(DOCUMENT TEXT)
What I think I have is a genus-species problem.
One cannot, for instance, take the story of
Jesus overturning tables in the temple as an indictment against Jews or
Judaism, but is rather a condemnation of the greed found by unscrupulous
merchants in the temple court. The genus of Judaism, the species of greed.
The genus is an economic system based in
capitalism, symbolically centered on one particular street in New York; the
offending species is corruption, greed, and coercion of that system.
Perhaps therein lies the crux of ambiguity, a
genus-species problem.
I hear criticism of the Occupy Movement based
almost exclusively on the demographics or behavior of the protestors, and
that’s the species, but the genus is a systemic shift toward an unjust economy
wherein more and more people are finding themselves outsourced, underemployed,
or simply left out. In a word, marginalized, and the marginalized have always
been the focus of the Gospel.
Jesus inaugurated his ministry with this clear
and unambiguous mission statement:
"The Spirit of the Lord is upon me, because God has anointed me to bring good news to the poor. He has sent me to proclaim release to the captives and recovery of sight to the blind, to let the oppressed go free, to proclaim the year of the Lord's favor." (Luke 4)

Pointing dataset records
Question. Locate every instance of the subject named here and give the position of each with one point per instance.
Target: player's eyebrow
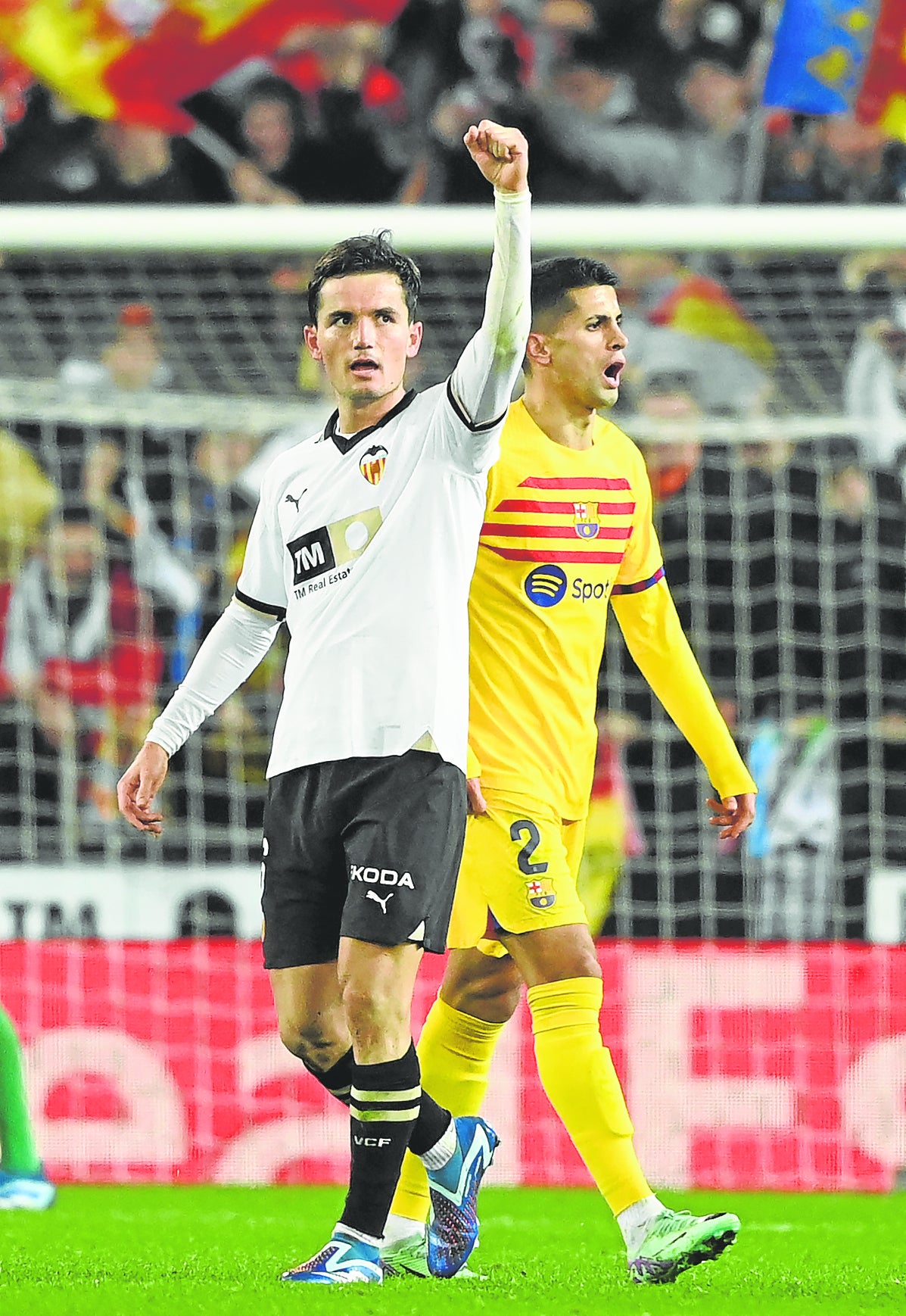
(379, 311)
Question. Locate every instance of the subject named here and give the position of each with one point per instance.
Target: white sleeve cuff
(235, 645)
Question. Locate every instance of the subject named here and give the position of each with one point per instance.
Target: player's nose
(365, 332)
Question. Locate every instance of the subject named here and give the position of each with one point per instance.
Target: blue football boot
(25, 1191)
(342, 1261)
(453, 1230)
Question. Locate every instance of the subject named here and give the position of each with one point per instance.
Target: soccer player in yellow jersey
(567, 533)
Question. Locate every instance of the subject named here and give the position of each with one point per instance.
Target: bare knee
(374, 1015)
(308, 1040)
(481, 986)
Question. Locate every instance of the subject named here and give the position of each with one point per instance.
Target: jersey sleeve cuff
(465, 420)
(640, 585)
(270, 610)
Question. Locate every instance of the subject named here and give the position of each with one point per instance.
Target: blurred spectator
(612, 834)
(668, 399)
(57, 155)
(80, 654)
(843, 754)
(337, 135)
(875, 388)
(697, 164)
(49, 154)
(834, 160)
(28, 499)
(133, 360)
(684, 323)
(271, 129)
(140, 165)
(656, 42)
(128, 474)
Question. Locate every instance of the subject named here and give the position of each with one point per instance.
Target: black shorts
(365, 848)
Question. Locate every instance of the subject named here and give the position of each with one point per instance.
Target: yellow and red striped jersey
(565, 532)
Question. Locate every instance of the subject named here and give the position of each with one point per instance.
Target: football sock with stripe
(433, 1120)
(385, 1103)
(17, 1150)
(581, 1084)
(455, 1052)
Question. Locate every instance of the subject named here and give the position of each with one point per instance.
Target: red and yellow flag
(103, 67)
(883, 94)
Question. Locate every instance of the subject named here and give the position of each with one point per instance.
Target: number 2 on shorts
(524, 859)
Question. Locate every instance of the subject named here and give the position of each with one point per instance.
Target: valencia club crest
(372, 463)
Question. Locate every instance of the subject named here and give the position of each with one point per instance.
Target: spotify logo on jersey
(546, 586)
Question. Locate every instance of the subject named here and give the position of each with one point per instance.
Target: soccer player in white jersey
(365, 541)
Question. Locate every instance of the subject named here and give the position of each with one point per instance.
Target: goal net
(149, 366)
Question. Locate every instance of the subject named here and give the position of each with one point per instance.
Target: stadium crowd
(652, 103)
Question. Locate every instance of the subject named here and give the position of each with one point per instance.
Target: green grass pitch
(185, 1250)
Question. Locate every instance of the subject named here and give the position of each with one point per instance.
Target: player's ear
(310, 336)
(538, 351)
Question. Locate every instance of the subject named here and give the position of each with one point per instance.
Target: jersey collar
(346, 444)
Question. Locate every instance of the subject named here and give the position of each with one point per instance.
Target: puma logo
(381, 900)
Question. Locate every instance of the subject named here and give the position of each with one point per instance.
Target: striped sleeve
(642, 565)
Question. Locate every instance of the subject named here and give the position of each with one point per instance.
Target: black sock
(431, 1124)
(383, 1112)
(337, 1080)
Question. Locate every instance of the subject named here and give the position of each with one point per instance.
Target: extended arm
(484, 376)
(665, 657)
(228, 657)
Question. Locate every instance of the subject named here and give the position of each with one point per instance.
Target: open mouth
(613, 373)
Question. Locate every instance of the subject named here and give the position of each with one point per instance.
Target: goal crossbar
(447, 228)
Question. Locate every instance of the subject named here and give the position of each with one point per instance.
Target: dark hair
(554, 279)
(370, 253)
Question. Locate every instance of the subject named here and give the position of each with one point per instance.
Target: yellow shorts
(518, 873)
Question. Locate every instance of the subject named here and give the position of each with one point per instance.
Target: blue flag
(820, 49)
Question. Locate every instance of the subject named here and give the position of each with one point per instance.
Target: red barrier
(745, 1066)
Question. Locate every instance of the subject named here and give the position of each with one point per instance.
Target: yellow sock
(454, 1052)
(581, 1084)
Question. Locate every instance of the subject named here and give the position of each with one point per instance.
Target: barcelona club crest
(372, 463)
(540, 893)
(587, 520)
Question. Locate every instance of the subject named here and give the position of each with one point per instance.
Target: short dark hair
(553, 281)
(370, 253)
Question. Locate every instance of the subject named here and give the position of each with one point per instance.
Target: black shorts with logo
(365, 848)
--
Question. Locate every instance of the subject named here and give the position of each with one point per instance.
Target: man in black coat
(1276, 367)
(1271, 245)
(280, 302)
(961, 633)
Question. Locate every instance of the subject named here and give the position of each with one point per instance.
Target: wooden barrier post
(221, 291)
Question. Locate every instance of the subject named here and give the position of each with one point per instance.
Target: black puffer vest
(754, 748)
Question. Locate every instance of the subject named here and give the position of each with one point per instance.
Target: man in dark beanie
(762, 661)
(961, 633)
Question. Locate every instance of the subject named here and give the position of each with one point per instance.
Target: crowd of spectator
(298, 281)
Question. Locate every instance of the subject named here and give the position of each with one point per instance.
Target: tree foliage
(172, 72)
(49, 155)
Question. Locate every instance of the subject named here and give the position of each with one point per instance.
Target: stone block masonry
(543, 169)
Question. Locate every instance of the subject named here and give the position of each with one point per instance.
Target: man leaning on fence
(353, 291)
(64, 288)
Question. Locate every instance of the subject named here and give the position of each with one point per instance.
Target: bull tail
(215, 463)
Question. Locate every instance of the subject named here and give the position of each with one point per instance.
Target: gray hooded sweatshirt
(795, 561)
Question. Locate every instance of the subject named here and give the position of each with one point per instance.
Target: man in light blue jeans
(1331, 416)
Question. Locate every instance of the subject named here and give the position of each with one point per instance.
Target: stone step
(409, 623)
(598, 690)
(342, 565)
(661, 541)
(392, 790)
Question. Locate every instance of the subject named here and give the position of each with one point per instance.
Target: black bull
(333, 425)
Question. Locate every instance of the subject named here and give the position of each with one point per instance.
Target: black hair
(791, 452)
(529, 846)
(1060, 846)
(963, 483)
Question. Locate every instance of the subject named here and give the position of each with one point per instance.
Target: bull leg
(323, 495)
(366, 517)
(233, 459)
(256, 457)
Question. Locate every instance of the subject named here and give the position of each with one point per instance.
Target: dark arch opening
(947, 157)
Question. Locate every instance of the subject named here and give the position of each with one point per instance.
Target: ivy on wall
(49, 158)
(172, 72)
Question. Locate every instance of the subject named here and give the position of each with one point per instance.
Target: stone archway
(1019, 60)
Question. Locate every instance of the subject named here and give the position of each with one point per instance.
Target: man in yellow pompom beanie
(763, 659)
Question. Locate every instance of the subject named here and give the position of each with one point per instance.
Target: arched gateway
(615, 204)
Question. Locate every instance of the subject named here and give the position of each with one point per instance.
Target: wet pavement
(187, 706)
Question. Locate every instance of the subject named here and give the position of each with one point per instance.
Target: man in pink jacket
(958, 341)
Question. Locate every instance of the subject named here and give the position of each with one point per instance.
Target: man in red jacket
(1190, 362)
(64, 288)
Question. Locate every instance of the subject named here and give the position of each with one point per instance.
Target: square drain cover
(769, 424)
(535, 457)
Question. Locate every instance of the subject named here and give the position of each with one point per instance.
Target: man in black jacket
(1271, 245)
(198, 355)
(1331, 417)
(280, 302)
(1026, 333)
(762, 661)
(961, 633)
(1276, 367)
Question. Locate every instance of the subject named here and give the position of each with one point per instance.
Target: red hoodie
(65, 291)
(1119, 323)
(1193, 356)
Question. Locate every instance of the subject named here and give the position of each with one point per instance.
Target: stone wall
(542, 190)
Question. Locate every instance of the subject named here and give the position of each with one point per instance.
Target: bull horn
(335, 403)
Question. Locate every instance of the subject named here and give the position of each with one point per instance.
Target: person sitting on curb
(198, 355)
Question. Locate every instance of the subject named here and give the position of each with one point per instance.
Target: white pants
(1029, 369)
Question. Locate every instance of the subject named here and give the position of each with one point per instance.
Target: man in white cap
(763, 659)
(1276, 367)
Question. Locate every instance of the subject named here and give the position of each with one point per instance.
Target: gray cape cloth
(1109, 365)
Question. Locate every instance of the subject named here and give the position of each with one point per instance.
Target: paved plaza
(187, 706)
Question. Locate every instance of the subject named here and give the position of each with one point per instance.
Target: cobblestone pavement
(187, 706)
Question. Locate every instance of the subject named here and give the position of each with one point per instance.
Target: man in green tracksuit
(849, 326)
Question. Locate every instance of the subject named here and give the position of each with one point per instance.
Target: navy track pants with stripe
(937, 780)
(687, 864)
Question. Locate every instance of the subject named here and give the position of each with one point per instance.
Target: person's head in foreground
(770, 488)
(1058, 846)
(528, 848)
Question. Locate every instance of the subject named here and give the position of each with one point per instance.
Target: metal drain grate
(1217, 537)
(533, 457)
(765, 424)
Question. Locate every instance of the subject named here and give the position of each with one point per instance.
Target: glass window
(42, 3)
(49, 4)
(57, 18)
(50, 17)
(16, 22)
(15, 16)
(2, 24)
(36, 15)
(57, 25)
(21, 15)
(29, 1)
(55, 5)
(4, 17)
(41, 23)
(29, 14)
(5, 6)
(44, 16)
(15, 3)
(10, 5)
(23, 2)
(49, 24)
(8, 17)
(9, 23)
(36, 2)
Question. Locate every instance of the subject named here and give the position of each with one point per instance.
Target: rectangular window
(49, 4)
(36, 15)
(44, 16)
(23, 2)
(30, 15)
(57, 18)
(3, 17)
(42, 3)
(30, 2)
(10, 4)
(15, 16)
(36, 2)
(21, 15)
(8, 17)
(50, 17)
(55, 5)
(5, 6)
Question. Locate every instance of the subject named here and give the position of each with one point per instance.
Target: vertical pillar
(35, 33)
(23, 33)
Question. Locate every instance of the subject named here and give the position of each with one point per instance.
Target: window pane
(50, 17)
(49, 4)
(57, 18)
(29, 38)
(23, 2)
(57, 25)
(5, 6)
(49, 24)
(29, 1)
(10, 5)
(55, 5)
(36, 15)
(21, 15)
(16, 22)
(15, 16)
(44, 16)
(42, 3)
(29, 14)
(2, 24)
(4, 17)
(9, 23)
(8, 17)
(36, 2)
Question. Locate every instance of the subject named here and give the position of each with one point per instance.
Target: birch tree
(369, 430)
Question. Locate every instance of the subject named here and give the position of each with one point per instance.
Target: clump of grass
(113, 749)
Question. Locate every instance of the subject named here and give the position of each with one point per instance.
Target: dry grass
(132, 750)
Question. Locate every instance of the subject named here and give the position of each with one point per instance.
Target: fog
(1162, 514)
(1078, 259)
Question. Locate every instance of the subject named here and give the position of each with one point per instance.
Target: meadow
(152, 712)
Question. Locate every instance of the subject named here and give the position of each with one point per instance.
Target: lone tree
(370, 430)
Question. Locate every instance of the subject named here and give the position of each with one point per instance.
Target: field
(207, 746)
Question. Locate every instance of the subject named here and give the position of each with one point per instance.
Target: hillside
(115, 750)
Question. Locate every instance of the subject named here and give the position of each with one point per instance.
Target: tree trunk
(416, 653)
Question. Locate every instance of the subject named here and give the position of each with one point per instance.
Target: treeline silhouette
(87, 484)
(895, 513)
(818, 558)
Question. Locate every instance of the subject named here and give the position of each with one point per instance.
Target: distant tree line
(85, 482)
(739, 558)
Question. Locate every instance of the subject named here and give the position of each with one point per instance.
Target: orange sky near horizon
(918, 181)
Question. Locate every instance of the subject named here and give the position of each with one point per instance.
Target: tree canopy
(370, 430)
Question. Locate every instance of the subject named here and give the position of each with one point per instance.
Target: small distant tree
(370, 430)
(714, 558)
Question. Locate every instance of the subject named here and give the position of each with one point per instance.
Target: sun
...
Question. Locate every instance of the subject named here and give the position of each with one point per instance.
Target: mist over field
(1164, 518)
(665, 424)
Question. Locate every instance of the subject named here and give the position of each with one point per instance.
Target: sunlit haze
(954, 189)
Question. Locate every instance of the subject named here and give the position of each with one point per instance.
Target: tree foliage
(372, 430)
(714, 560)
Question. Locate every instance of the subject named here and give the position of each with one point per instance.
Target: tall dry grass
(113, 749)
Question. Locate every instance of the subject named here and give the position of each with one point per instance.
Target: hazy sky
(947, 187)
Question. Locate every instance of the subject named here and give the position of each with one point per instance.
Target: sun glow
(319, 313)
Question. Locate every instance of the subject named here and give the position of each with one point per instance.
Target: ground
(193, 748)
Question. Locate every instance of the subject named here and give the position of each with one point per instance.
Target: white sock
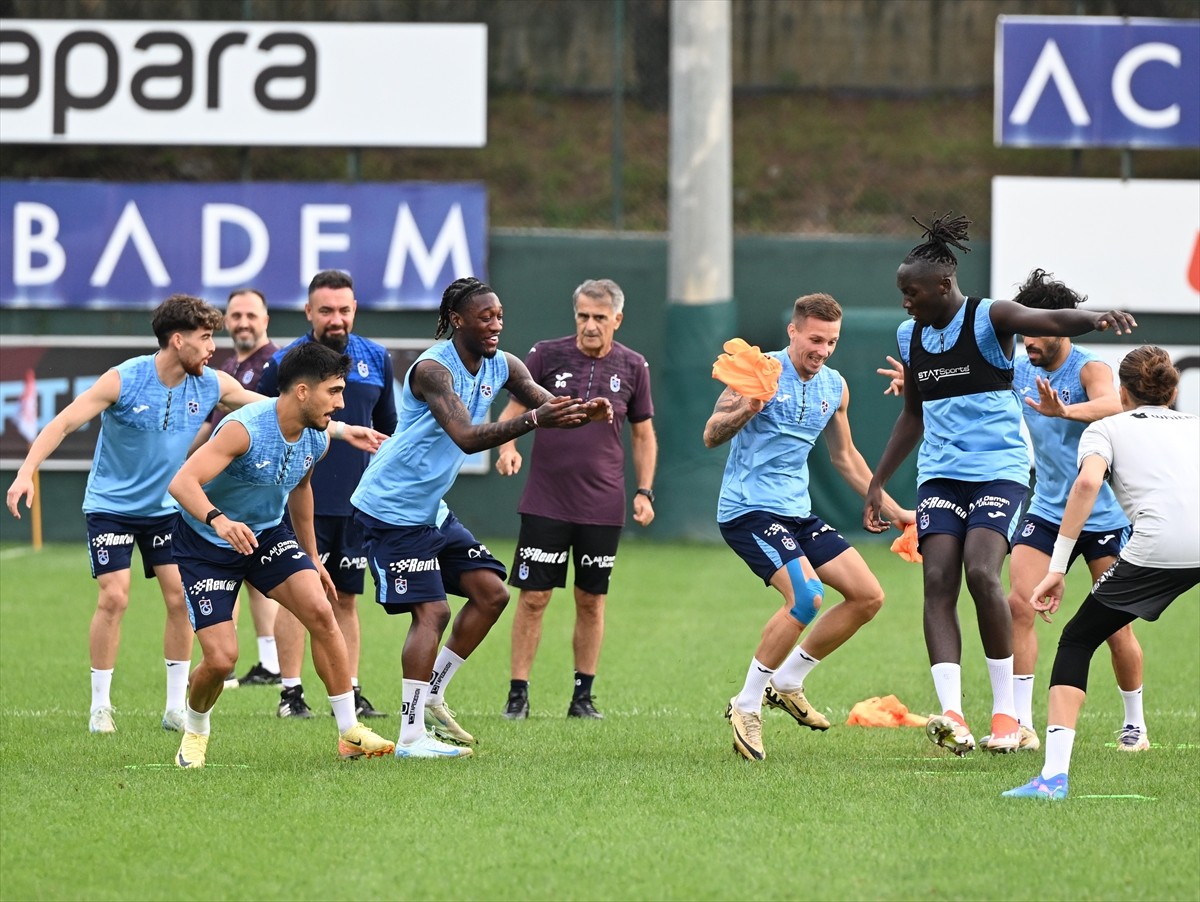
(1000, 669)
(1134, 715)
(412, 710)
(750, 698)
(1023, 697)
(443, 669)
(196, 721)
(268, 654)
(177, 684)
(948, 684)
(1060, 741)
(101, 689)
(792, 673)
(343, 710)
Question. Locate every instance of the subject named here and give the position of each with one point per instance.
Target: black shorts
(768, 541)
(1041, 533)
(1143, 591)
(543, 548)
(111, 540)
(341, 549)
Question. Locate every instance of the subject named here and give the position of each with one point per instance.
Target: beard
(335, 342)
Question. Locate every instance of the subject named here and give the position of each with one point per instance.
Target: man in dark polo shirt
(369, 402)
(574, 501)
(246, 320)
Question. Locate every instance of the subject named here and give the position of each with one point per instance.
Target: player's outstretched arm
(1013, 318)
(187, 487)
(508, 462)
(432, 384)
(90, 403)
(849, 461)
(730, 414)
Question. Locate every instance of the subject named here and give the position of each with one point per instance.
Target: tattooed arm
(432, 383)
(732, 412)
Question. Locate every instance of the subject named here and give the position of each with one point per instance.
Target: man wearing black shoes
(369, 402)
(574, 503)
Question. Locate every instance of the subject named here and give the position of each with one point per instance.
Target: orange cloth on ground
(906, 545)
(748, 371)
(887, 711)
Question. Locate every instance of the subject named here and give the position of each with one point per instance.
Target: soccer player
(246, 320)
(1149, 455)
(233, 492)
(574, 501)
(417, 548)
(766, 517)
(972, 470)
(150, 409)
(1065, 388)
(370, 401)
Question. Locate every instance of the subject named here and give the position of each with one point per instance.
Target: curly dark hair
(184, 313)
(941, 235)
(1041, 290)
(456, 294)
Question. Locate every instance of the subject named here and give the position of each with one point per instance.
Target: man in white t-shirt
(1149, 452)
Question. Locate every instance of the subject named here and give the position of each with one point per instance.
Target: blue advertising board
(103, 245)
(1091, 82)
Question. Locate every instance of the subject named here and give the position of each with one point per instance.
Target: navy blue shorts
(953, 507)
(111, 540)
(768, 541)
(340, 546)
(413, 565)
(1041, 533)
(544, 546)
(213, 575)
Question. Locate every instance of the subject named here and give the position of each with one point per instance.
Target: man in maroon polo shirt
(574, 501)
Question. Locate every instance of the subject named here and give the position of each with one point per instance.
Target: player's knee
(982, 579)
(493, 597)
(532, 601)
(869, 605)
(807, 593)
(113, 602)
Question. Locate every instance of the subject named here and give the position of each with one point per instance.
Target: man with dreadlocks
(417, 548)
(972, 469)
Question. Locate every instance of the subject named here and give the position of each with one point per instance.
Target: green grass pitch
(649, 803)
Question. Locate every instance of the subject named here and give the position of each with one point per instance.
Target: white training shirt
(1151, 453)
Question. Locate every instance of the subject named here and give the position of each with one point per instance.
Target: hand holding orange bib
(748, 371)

(INSTRUCTIONS FOR THE TASK)
Take the essay on the Occupy Movement and the Gospel further, starting right after the quoted passage from Luke 4. The records stand apart from the essay and are not part of it.

(OUTPUT)
You might hope that the church leaders who
listened to Jesus that day were impressed with his knowledge of scripture, with
his self-understanding, with the clarity of his call – but they were none of
that – they were enraged and like an angry mob led by Bull Connor and his dogs
and fire hoses, chased him out of town.
John Dominick Crossan said, “Those who live by
compassion are often canonized. Those who live by justice are often crucified.”
The church has a voice and it must be heard even at risk of offending, of losing members, of taking a hit, of even facing extinction. Too many of us are vested in the institution, some might say “too big to fail,” but if we are to faithful to Gospel, it is a daily requirement to risk it all.
We work hard here to keep our gaze outward—from
West Virginia to The Gambia, from Eastside Charter to 3rd Floor
Tutoring, from Friendship House to Malawi—we work hard to keep our gaze outward.
Yes, we take care of our people, we tend to the education, fellowship and spiritual
nurture of our members and friends – but that is not an end to itself no more
than occupying city parks across this land or Jesus flipping a table in the
temple were ends to themselves.
Frankly – this worship service is not an end in
itself for if we think this hour-long performance on a Sunday morning is what
church is about? Friends…we are sorely mistaken and misguided.
Jesus undoubtedly knew the words of the prophets
for he quoted them often. Surely, as the church elders were chasing him out of
the temple, Amos’ admonition had to be joyfully ringing in his ears…
[Thus says the Lord God:]
I can't stand your religious meetings.
I'm
fed up with your conferences and conventions.
I want nothing to do with your religion
projects,
your
pretentious slogans and goals.
I'm sick of your fund-raising schemes,
your
public relations and image making.
I've had all I can take of your noisy
ego-music.
When
was the last time you sang to me?
Do you know what I want?
I want
justice—oceans of it.
I want fairness—rivers of it.
That's
what I want. That's all I want.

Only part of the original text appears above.